### Prompt
Pictures stay out of the copy; restate everything else in the material exactly.

### Material supplied
# # # # # # #

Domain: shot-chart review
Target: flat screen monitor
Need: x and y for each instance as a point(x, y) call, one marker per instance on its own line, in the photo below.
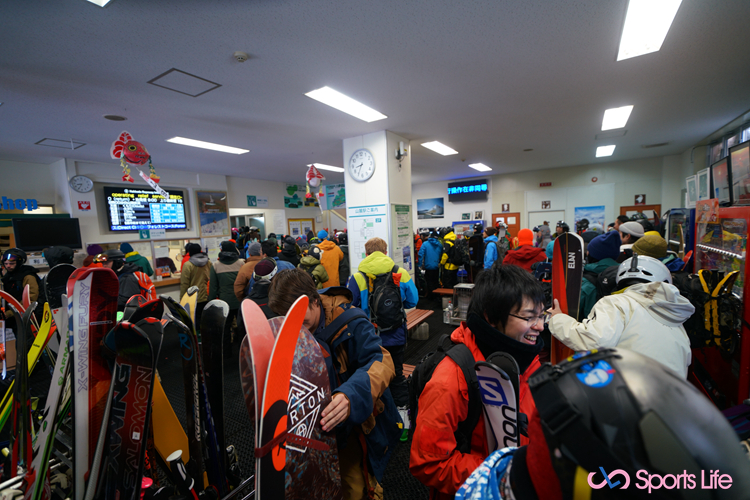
point(38, 233)
point(720, 179)
point(131, 209)
point(739, 157)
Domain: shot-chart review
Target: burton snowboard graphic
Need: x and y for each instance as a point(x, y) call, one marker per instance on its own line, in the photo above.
point(567, 277)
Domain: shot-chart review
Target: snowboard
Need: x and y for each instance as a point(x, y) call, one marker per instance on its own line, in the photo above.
point(272, 428)
point(567, 278)
point(94, 302)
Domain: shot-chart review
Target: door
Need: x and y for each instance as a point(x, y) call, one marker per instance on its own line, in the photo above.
point(513, 219)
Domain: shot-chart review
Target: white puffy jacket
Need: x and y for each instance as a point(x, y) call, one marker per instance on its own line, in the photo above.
point(646, 318)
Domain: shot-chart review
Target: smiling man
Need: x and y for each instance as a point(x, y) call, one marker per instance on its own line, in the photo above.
point(505, 314)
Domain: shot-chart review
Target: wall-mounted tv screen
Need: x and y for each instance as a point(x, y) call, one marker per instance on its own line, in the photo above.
point(721, 181)
point(38, 233)
point(131, 209)
point(739, 157)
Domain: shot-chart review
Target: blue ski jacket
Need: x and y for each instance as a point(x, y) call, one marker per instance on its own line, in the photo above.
point(490, 251)
point(430, 253)
point(360, 368)
point(379, 263)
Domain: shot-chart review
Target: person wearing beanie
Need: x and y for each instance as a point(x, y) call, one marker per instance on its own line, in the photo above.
point(264, 272)
point(526, 254)
point(136, 258)
point(601, 254)
point(221, 286)
point(245, 275)
point(310, 263)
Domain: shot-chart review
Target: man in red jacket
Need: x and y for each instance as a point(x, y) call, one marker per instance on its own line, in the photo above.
point(505, 314)
point(526, 254)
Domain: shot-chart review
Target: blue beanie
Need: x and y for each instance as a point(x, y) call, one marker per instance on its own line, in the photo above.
point(605, 246)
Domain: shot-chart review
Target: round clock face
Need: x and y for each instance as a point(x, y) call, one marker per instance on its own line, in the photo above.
point(361, 165)
point(81, 184)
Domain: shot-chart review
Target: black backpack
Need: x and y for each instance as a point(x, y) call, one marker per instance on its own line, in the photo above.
point(385, 304)
point(422, 374)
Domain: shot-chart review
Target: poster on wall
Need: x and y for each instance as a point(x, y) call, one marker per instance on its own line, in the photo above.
point(403, 239)
point(294, 197)
point(430, 208)
point(365, 222)
point(213, 213)
point(595, 216)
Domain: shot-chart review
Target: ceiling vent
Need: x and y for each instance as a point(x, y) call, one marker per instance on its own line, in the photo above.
point(60, 143)
point(184, 83)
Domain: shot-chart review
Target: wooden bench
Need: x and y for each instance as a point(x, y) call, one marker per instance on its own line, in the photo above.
point(416, 317)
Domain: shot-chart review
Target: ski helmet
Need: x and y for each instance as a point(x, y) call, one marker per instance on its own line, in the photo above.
point(15, 254)
point(639, 269)
point(623, 413)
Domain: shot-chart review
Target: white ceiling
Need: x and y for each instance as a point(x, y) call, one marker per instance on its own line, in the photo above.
point(487, 77)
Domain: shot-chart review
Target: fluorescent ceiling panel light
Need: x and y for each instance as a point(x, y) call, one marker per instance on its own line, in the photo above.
point(344, 103)
point(439, 147)
point(322, 166)
point(616, 117)
point(646, 25)
point(480, 166)
point(207, 145)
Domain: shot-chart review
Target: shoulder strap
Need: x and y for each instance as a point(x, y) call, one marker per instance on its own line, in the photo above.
point(343, 319)
point(462, 356)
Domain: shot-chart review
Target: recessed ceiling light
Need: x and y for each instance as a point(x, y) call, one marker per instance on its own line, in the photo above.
point(344, 103)
point(480, 166)
point(646, 26)
point(322, 166)
point(439, 147)
point(207, 145)
point(616, 117)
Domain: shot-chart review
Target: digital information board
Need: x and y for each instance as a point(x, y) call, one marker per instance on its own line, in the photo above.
point(134, 209)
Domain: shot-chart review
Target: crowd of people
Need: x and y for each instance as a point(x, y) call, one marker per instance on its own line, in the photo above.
point(622, 403)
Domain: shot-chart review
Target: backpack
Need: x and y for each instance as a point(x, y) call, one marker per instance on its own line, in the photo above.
point(384, 301)
point(422, 374)
point(458, 253)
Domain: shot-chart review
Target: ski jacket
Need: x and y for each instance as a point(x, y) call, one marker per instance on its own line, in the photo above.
point(259, 295)
point(588, 289)
point(331, 259)
point(430, 254)
point(646, 318)
point(444, 402)
point(311, 265)
point(490, 251)
point(244, 276)
point(289, 254)
point(140, 261)
point(196, 272)
point(360, 368)
point(222, 278)
point(524, 256)
point(449, 240)
point(379, 263)
point(15, 282)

# # # # # # #

### Full response
Domain: shot-chart review
Target: flat screen monitor
Need: x and y for each instance as a point(x, y) call, one marker per instance on its own line, in the photo below.
point(38, 233)
point(720, 179)
point(131, 209)
point(739, 157)
Domain: shot-chart review
Target: burton snowboard graphic
Need: x and y for each instance as a point(x, y) call, one marker per instance on its own line, in the photo above.
point(567, 277)
Domain: shot-chart review
Target: snowboard
Need: x and y for each instance as a point(x, y) call, one marker per instance on its own line, in the photo above.
point(272, 428)
point(567, 278)
point(94, 302)
Domain: shot-chart review
Target: door
Need: x and y for each instance as a point(x, y) call, one marker per instance on its own line, in the photo above.
point(513, 219)
Domain: shot-chart review
Target: white puffy jacket
Need: x and y for each instance as a point(x, y) call, one marker per instance on its own line, in the photo above.
point(646, 318)
Domain: shot-chart review
Target: smiling man
Need: x and y for each instance as a point(x, y) call, one marker per instance on its own line, in the photo above.
point(505, 314)
Domain: shot-chart review
Target: wall-mounted tv screen
Need: x and y for each instance as a point(x, y) call, one marker per instance on its own line, in the photo above.
point(721, 181)
point(38, 233)
point(131, 209)
point(739, 157)
Domain: shot-chart review
Target: blue ski jacket
Need: x and y for each instance as a point(x, y) call, one marker per instance on its own line, in the photo above.
point(490, 251)
point(430, 253)
point(360, 368)
point(379, 263)
Domain: shot-chart review
Target: person wearing beanie
Need: x and y for each instance as a point(x, y) call, one marker per instance on its own line, in the photo above.
point(264, 272)
point(526, 254)
point(136, 258)
point(601, 254)
point(221, 286)
point(245, 275)
point(310, 263)
Domain: shot-chart review
Target: man in red jacket
Need: x and y for each instance as a point(x, y) call, one marker per instance on its own line, in the photo above.
point(505, 314)
point(526, 254)
Domain: shot-chart review
Target: blue beanie
Need: x and y for each instance as a point(x, y) call, one marker per instance on its own line, in the photo above.
point(605, 246)
Domain: shot-chart review
Target: round clock face
Need: x and y for each instance as a point(x, y) call, one marker per instance on its own line, in the photo above.
point(361, 165)
point(81, 184)
Domain: shot-chart review
Target: black backpack
Need: x and y for each instance as a point(x, y) call, one marker per instance on its own line, in the photo above.
point(385, 304)
point(422, 374)
Domain: shot-chart review
Target: poster on wall
Need: x and y for each instance as a point(x, y) call, one marker per instance on its own line, in the photo above.
point(403, 239)
point(294, 197)
point(430, 208)
point(365, 222)
point(213, 213)
point(595, 216)
Domain: shot-chart review
Target: ceiling vent
Need: x and y for each instance as a point(x, y) call, one marker per instance on its own line, in the photo above.
point(60, 143)
point(184, 83)
Domain: shot-chart review
Target: wooden bench
Need: x and y for each instance as a point(x, y) call, one marker per instance on its own line, in the photo above.
point(416, 317)
Domain: shot-chart review
Target: ski helmet
Need: x and y for each instance as a point(x, y) call, one marker per instance on its own line, in the photo above.
point(15, 254)
point(639, 269)
point(623, 413)
Domain: shot-chart review
Target: white ceiling
Need: x and y for each instance as a point(x, y) call, one marker per instance on its own line, in the photo above.
point(487, 77)
Domain: shot-chart review
Target: fluorescent ceiling panel light
Need: x and y for each instance as a point(x, y) call, one marker per instance on its own line, in the photo above.
point(344, 103)
point(439, 147)
point(322, 166)
point(616, 117)
point(646, 25)
point(480, 166)
point(207, 145)
Domain: shot-chart review
Target: shoulder strap
Need: x and y for each instance as a point(x, y) call, one marker per instance on its own line, in the photo above.
point(343, 319)
point(462, 356)
Domain: shot-chart review
Target: recessed ceiling light
Need: x and y for each instance as a point(x, y) call, one marker per instance on its own line, in the photo above.
point(344, 103)
point(480, 166)
point(646, 26)
point(322, 166)
point(439, 147)
point(207, 145)
point(616, 117)
Domain: shot-chart review
Target: digital information board
Need: x and y for each instance as a point(x, y) call, one marker per instance on its own line, in the photo above.
point(134, 209)
Domain: shot-chart review
Target: crowd of people
Need: x and y for each instance as a point(x, y) call, one marker per instance on its own line, in the photo above.
point(622, 403)
Domain: shot-chart review
Target: backpack
Need: x and y for each instance as a point(x, y) call, one marker per instance on its own line, in the photo above.
point(384, 301)
point(422, 374)
point(458, 253)
Domain: shot-chart review
Target: ski jacket
Need: x and y for each instance as a point(x, y) call, one marker per instance on its own line, in the photo above.
point(259, 295)
point(588, 289)
point(331, 259)
point(430, 254)
point(646, 318)
point(444, 402)
point(311, 265)
point(490, 251)
point(244, 276)
point(289, 254)
point(140, 261)
point(196, 272)
point(360, 368)
point(222, 278)
point(524, 256)
point(449, 240)
point(379, 263)
point(15, 282)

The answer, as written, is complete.